• ASSIGNMENT
Go to the line containing "Find every instance of the bark" in the records below and retype from there through the final line, exactly.

'''

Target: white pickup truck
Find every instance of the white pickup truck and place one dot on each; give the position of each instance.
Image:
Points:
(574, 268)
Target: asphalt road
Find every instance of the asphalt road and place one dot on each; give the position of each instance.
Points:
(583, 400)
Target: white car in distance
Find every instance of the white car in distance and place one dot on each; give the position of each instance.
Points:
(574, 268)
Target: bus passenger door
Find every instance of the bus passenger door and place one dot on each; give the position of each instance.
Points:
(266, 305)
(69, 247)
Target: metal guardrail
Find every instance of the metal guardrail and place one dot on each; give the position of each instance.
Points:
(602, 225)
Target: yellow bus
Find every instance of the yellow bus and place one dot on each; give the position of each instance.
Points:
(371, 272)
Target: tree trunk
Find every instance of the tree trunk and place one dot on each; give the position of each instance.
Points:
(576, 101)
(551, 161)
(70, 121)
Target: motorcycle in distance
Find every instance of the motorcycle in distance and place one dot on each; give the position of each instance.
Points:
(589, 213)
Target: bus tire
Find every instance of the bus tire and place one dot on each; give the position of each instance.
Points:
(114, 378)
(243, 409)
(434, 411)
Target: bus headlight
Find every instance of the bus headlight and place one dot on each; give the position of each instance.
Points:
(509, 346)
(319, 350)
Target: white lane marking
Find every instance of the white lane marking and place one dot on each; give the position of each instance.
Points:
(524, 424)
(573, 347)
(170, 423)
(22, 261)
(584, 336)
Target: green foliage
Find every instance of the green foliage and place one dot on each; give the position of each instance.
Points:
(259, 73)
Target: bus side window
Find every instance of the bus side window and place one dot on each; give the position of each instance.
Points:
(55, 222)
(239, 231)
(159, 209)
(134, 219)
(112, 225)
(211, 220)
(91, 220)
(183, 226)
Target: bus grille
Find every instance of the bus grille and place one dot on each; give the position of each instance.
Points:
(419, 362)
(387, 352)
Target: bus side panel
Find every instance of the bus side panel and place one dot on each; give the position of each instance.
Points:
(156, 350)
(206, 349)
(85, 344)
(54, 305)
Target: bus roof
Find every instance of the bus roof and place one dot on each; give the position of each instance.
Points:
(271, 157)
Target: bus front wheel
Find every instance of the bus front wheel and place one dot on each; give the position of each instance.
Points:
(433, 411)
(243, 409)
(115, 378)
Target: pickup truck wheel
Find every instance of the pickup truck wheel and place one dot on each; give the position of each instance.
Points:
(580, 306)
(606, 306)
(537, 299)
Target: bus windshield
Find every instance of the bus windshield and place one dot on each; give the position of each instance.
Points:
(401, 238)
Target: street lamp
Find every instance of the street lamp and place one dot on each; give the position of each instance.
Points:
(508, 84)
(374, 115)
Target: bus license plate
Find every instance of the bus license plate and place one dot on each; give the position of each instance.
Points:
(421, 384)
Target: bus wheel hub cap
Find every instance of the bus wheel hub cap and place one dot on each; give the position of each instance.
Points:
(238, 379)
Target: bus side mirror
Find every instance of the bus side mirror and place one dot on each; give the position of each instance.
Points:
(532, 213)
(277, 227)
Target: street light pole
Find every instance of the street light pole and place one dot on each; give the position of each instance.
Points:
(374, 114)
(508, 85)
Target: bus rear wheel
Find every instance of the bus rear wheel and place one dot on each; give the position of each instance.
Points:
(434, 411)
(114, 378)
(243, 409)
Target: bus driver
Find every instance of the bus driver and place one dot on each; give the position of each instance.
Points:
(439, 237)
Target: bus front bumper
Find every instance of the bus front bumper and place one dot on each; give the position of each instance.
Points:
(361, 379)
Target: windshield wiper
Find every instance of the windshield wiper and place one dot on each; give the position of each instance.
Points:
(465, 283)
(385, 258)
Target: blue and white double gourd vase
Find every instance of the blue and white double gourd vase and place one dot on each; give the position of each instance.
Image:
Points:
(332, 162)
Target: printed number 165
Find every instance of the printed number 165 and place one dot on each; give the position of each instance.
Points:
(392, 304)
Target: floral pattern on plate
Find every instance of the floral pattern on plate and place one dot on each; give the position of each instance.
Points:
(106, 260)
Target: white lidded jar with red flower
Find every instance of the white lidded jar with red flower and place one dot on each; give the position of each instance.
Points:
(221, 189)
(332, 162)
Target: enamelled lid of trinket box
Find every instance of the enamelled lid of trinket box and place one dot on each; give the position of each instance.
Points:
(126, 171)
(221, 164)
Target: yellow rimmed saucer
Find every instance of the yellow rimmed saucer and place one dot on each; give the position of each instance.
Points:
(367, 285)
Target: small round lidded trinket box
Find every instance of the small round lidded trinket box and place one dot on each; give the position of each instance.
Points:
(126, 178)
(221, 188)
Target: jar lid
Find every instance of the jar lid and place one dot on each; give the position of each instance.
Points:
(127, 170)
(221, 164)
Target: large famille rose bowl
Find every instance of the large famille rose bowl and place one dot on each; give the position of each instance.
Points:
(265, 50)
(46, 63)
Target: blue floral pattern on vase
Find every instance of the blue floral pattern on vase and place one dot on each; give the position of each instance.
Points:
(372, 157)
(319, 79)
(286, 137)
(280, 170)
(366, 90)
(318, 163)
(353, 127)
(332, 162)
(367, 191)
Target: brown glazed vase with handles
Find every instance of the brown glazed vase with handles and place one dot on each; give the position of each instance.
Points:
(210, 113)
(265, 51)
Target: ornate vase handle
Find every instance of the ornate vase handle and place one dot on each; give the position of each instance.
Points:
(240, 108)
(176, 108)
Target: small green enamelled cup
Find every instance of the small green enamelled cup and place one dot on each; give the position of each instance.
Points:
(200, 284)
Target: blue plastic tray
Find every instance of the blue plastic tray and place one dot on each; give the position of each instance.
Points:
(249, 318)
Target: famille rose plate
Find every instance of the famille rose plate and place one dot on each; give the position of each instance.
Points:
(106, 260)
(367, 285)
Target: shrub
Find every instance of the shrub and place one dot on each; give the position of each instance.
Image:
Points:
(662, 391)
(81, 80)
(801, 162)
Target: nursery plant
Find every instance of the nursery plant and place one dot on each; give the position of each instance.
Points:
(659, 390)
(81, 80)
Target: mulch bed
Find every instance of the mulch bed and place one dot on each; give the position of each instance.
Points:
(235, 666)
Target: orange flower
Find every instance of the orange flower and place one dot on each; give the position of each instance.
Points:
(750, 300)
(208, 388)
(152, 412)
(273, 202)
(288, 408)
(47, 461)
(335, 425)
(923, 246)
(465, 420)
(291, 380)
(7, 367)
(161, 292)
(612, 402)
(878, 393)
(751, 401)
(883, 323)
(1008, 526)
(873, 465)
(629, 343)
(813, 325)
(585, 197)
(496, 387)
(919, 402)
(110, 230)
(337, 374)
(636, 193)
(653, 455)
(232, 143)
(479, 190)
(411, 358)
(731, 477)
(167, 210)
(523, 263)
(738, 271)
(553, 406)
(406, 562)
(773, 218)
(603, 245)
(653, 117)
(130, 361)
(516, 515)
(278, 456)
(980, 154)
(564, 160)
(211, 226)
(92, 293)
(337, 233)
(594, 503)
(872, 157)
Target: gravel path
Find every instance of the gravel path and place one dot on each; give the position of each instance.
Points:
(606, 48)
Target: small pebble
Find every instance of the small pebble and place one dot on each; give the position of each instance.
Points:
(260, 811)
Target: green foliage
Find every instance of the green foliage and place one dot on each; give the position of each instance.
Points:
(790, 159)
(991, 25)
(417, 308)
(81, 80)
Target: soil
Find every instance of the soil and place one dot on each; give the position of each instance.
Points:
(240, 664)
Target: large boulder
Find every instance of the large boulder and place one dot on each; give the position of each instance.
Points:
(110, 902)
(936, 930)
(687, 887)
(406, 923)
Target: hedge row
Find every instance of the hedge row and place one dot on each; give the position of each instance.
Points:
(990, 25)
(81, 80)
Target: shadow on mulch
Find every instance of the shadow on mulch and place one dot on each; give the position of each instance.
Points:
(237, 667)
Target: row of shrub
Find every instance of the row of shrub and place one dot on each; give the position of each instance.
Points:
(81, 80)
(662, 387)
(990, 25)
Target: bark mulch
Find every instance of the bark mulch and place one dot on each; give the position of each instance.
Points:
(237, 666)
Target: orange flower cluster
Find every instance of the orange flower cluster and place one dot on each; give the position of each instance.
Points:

'''

• EXERCISE OUTPUT
Find every instance of the bark mulch and place one dot on each; give the position of each instance.
Points:
(237, 666)
Target: orange flower cluster
Find every instance of the orange flower cluster and place one dot on each; give the position of each instance.
Points:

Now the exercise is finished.